---------- Supplied records ----------

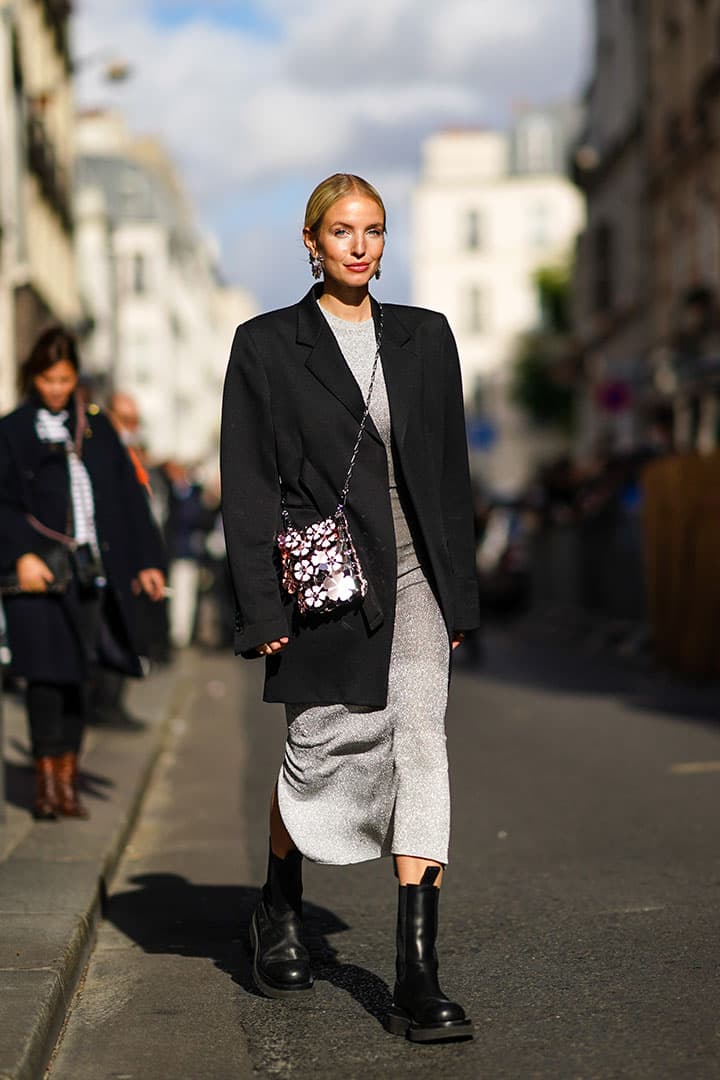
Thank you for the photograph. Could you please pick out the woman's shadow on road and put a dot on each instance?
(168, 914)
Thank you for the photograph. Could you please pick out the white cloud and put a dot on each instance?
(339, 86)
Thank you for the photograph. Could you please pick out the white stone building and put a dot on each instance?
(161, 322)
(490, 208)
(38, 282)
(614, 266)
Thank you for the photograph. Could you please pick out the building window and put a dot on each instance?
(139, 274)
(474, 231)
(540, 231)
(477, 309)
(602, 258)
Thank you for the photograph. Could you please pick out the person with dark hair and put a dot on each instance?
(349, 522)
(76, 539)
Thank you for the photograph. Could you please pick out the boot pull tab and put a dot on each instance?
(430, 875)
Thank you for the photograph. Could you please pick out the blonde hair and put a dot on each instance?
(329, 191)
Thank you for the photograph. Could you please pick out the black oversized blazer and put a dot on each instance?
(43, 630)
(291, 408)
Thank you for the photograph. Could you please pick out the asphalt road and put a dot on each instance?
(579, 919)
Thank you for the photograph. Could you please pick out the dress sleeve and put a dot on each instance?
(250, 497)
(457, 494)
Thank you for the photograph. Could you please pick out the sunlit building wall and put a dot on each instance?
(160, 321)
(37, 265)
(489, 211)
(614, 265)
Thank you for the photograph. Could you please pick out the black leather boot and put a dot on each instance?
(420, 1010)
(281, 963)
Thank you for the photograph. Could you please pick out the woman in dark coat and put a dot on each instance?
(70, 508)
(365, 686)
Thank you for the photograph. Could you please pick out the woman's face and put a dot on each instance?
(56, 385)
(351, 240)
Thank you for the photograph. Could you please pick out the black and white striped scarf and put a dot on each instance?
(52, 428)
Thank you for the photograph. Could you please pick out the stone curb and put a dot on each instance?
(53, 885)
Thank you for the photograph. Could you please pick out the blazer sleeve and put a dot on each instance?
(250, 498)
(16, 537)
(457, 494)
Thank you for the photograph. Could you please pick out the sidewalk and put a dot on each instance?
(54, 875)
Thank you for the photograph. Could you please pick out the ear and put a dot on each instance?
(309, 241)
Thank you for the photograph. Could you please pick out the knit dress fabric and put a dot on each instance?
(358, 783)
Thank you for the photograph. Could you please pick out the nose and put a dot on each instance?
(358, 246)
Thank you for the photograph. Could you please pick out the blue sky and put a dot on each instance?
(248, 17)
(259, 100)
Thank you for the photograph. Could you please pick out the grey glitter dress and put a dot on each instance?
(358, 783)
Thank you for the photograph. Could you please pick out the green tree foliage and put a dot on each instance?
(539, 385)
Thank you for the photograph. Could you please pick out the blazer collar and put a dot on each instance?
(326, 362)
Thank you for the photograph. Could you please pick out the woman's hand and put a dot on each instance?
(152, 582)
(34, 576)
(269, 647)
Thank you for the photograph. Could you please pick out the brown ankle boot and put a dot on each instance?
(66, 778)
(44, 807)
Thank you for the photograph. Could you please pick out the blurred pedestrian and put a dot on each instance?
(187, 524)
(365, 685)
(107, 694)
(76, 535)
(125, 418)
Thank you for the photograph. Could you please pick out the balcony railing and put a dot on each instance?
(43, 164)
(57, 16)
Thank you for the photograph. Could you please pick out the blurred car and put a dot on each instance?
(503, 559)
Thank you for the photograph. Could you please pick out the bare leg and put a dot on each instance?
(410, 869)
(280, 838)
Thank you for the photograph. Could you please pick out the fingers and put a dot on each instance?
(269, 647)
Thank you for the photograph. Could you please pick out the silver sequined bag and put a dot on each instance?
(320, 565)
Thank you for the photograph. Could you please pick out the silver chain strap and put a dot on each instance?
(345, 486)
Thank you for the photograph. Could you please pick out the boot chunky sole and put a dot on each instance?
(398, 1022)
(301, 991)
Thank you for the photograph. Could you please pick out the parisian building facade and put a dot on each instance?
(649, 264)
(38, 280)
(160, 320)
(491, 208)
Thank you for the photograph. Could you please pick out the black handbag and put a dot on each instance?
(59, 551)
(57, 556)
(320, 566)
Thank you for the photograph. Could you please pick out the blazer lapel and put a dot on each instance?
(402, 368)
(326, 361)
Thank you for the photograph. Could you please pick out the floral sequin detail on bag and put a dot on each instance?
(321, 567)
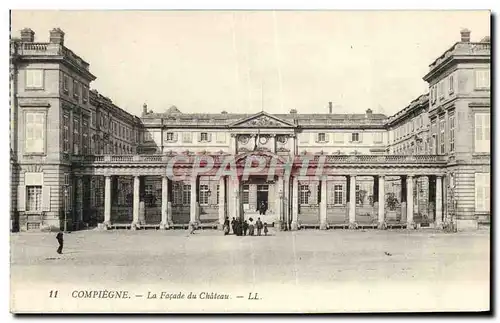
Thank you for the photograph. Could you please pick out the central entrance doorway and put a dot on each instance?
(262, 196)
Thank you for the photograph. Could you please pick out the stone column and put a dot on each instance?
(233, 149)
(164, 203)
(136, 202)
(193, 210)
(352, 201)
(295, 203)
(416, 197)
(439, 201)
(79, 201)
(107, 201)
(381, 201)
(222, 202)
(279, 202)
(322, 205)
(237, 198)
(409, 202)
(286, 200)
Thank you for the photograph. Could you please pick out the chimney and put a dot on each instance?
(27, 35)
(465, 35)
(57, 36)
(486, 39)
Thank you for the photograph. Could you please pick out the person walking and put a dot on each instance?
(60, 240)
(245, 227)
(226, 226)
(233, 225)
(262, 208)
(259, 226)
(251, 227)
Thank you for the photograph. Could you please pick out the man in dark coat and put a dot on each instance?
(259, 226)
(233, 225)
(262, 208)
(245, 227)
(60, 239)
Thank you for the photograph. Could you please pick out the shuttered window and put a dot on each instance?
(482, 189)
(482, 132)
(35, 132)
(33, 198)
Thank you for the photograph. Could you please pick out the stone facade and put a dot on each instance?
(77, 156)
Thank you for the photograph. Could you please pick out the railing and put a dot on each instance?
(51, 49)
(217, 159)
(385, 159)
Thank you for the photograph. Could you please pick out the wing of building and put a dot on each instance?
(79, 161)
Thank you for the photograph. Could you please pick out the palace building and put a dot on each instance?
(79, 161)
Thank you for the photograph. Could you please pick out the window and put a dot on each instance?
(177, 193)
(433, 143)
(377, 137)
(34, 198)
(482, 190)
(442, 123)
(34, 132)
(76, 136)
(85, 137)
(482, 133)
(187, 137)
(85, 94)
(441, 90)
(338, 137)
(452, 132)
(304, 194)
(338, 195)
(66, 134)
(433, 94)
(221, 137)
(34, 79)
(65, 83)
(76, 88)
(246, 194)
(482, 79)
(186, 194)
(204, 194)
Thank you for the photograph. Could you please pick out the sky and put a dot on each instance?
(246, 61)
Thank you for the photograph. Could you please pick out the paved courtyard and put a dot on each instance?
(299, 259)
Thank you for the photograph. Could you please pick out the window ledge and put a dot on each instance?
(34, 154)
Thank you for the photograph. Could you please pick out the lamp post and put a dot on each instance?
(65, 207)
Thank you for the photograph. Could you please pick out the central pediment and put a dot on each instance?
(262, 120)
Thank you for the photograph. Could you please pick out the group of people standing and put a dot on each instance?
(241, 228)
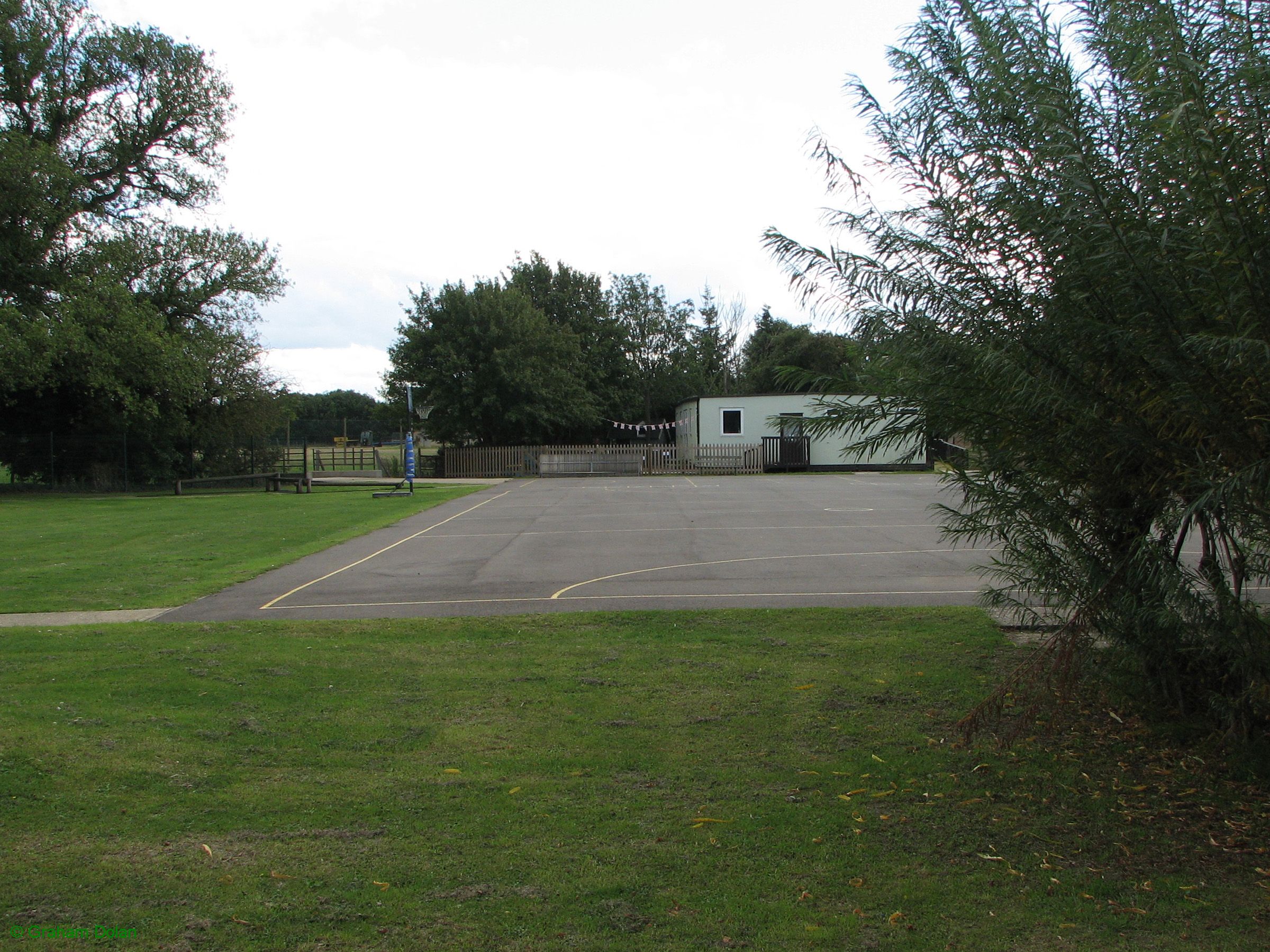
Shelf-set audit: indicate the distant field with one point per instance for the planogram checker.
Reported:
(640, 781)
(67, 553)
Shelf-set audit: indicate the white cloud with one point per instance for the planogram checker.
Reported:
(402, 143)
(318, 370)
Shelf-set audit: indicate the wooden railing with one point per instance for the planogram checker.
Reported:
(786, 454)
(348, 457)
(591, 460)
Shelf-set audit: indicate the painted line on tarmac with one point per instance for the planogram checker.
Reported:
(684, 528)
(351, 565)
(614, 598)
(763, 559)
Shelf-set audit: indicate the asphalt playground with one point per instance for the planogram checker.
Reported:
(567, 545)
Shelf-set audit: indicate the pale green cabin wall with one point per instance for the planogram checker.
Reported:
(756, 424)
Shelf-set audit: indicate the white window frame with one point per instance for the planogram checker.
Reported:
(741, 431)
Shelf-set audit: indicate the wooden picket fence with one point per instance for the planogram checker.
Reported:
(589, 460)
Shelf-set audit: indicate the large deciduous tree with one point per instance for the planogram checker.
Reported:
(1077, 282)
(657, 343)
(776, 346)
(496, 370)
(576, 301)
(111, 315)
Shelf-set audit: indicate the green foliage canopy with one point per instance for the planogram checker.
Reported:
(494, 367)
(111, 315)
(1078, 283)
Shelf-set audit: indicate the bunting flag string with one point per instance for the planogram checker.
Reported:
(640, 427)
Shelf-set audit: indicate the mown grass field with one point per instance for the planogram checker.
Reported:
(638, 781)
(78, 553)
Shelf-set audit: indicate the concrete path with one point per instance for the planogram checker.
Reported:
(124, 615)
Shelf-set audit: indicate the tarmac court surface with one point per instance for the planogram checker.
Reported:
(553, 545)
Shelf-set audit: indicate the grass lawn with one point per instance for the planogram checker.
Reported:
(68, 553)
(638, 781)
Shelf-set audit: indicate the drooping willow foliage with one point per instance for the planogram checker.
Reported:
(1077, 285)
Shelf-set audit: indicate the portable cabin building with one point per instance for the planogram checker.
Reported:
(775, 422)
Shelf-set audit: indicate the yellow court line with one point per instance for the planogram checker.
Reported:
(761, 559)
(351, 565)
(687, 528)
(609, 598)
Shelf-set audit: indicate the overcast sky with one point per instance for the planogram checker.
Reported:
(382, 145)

----------

Exercise instructions:
For the listing above, find how many lines hold the word "cabin". Only the number should be written.

Answer to this task:
2